> [Assigned task]
Using the data below, return every line that holds the word "rock".

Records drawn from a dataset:
:::::

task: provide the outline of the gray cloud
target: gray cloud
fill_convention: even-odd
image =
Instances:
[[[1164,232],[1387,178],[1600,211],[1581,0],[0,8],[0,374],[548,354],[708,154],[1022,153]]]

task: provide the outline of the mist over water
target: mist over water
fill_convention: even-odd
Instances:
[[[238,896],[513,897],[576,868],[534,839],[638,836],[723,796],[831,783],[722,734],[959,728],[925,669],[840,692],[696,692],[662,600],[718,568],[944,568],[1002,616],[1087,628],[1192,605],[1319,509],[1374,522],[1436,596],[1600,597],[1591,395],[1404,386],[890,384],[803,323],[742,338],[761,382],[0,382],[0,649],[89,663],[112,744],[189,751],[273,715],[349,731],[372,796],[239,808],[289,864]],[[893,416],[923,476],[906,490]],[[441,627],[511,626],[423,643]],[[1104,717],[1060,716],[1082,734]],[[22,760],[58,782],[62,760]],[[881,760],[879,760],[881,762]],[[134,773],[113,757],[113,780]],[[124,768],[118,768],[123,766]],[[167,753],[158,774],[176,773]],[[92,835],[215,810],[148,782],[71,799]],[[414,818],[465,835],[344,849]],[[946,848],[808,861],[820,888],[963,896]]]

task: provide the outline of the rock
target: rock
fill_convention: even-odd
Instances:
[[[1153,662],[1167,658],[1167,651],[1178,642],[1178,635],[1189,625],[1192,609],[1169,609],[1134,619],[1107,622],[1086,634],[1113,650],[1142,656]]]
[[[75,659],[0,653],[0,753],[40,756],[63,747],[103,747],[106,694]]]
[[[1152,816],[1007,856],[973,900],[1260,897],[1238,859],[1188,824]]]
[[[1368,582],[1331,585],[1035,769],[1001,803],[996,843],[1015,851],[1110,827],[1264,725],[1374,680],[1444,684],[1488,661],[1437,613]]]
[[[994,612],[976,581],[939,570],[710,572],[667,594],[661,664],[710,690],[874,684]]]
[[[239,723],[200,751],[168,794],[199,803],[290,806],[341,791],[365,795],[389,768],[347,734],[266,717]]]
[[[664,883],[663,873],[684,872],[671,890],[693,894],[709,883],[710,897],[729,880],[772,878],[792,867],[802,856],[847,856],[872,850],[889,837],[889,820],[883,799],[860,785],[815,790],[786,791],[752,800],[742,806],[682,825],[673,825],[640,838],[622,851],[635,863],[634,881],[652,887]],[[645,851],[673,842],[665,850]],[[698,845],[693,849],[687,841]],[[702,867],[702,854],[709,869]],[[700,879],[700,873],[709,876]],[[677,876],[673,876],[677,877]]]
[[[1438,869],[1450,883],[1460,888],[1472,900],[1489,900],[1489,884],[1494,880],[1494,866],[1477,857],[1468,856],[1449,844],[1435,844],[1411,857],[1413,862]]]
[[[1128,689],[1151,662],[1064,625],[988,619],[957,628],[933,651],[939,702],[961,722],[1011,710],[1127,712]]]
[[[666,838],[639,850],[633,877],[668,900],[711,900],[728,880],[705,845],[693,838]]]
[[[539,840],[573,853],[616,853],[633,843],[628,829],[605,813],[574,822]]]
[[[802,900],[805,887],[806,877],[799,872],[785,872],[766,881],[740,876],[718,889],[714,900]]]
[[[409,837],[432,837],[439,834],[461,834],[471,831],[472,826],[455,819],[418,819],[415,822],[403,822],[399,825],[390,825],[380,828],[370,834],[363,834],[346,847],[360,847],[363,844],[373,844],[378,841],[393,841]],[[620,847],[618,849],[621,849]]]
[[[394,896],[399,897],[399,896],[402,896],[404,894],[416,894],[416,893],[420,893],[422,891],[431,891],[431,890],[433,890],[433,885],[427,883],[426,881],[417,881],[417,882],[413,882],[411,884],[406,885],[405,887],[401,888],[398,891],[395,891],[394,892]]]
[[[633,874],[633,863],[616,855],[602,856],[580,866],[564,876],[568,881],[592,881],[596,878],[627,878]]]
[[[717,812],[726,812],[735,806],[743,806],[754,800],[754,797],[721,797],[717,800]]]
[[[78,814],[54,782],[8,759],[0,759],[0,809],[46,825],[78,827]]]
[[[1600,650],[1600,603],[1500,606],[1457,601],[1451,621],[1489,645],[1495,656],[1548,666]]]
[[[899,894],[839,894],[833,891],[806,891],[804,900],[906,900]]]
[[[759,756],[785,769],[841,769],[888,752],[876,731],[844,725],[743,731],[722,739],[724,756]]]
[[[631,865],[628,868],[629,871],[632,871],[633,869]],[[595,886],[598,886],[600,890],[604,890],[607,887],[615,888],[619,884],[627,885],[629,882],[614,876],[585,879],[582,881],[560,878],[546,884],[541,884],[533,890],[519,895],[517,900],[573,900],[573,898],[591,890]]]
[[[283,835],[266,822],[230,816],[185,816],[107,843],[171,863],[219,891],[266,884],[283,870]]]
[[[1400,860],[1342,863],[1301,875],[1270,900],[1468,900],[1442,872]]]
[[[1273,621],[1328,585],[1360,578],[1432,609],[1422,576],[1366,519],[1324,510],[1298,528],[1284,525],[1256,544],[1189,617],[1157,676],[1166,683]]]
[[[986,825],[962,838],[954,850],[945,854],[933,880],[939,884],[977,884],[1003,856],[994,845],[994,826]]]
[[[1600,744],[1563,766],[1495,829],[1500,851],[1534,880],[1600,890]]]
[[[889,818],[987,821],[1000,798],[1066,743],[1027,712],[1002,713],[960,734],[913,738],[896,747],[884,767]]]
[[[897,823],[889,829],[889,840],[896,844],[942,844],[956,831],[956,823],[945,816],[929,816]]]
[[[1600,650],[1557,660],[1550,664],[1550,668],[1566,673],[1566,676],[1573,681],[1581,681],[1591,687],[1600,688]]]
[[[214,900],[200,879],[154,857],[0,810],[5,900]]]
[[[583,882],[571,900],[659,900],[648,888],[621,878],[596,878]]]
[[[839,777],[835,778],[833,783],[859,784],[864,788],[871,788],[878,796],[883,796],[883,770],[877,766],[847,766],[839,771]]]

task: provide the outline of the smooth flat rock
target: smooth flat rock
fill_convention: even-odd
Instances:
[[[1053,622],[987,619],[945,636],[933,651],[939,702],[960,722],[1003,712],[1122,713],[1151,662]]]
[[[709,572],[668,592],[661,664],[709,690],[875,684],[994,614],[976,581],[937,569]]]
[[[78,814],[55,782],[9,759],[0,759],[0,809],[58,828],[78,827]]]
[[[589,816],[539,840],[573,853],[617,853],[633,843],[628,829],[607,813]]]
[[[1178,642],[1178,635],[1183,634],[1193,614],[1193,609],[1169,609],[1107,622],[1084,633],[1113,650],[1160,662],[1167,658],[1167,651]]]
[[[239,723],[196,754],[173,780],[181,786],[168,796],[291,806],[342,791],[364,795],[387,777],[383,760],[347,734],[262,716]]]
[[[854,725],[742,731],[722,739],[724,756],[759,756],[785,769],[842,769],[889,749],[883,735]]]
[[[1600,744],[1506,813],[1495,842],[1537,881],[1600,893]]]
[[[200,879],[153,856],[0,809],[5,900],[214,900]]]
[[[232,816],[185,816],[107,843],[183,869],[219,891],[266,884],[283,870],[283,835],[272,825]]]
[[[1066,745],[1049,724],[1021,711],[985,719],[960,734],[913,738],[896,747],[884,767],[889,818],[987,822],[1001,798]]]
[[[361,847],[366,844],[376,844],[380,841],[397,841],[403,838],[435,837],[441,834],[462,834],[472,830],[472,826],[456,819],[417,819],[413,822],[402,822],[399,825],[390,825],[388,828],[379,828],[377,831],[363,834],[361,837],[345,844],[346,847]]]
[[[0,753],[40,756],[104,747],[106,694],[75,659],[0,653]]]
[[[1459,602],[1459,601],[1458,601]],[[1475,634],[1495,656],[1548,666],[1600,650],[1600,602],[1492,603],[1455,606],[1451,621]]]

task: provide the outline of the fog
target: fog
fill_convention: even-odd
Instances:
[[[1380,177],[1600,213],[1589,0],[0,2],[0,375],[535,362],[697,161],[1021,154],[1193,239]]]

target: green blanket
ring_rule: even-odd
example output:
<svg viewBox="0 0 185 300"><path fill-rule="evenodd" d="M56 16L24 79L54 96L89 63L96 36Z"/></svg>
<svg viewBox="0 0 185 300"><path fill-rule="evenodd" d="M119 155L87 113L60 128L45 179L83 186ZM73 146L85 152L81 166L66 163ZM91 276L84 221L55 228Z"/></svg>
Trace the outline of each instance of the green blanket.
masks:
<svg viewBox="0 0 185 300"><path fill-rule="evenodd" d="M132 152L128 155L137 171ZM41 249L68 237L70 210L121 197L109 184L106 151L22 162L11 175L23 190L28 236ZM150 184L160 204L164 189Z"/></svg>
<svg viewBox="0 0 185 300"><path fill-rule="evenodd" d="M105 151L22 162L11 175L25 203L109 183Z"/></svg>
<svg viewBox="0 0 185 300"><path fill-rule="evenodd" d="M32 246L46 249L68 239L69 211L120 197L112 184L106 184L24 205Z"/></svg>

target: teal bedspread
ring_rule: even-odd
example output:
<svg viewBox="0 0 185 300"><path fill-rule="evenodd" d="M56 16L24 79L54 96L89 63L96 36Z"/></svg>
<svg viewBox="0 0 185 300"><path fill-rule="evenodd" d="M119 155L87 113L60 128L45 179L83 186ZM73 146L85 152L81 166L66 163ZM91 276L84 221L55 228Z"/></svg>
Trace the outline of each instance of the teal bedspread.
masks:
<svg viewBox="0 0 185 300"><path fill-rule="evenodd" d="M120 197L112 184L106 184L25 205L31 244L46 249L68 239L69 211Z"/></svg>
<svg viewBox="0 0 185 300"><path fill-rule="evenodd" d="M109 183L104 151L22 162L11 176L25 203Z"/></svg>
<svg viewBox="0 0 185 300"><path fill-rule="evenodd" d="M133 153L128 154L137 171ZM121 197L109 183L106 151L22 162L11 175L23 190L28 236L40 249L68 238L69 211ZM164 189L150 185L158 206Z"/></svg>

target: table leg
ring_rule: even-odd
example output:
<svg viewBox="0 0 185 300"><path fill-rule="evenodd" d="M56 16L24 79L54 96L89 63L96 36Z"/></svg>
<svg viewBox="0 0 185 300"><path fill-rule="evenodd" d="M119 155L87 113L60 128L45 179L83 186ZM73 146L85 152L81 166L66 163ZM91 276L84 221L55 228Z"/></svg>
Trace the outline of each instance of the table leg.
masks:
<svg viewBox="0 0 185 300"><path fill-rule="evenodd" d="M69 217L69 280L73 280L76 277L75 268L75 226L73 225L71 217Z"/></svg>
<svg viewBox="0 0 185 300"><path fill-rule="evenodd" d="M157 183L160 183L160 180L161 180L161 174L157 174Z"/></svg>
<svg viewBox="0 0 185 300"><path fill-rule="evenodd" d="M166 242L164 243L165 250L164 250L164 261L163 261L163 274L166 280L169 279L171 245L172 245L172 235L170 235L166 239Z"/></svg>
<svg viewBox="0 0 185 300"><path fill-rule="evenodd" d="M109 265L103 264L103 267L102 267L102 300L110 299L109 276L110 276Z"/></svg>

:::::

> [Solved exercise]
task: provide the outline of the rock
target: rock
task: provide the outline of the smooth flat rock
target: smooth flat rock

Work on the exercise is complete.